> **The data**:
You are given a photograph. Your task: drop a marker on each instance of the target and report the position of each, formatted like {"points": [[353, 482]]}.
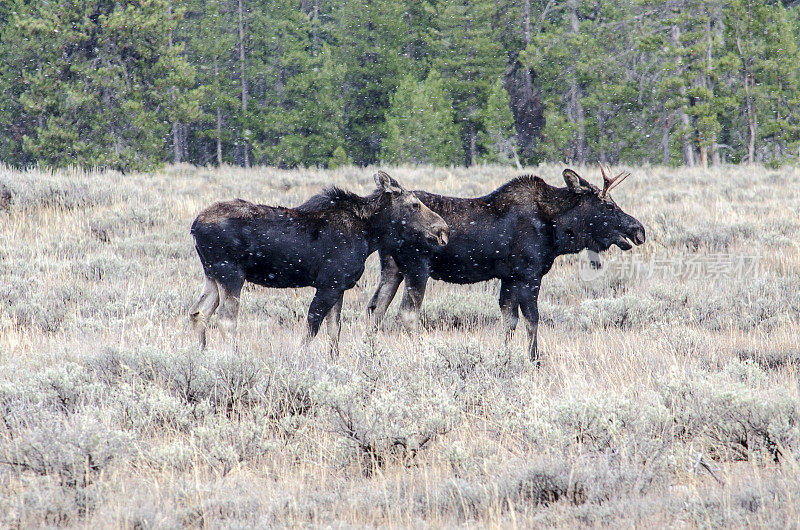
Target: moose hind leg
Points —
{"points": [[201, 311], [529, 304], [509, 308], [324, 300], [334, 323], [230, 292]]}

---

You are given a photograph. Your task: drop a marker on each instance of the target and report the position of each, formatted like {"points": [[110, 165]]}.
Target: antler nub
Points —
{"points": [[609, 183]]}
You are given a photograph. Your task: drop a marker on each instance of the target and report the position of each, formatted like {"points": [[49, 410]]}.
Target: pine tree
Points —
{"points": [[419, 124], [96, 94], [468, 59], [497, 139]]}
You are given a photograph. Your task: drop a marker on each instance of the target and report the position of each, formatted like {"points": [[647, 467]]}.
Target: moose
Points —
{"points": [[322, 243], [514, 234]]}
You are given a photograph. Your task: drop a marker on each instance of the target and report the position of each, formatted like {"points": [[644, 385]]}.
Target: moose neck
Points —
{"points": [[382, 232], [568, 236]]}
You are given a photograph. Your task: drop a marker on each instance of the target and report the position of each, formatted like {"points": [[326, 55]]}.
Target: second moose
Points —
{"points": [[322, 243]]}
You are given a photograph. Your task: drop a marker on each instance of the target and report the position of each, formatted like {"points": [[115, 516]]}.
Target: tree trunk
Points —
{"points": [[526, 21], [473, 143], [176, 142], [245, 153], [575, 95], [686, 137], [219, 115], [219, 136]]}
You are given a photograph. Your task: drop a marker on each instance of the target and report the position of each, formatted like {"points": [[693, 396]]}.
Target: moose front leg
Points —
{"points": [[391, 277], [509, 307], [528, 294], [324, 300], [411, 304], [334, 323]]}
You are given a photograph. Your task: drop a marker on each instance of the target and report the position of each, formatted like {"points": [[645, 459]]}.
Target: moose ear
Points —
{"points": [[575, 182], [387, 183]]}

> **Required work**:
Using the listing above, show every line that includes the string "moose".

> **Solution for this task**:
Target: moose hind leg
Target: moose
Target: moose neck
Target: second moose
Target: moose front leg
Target: moose ear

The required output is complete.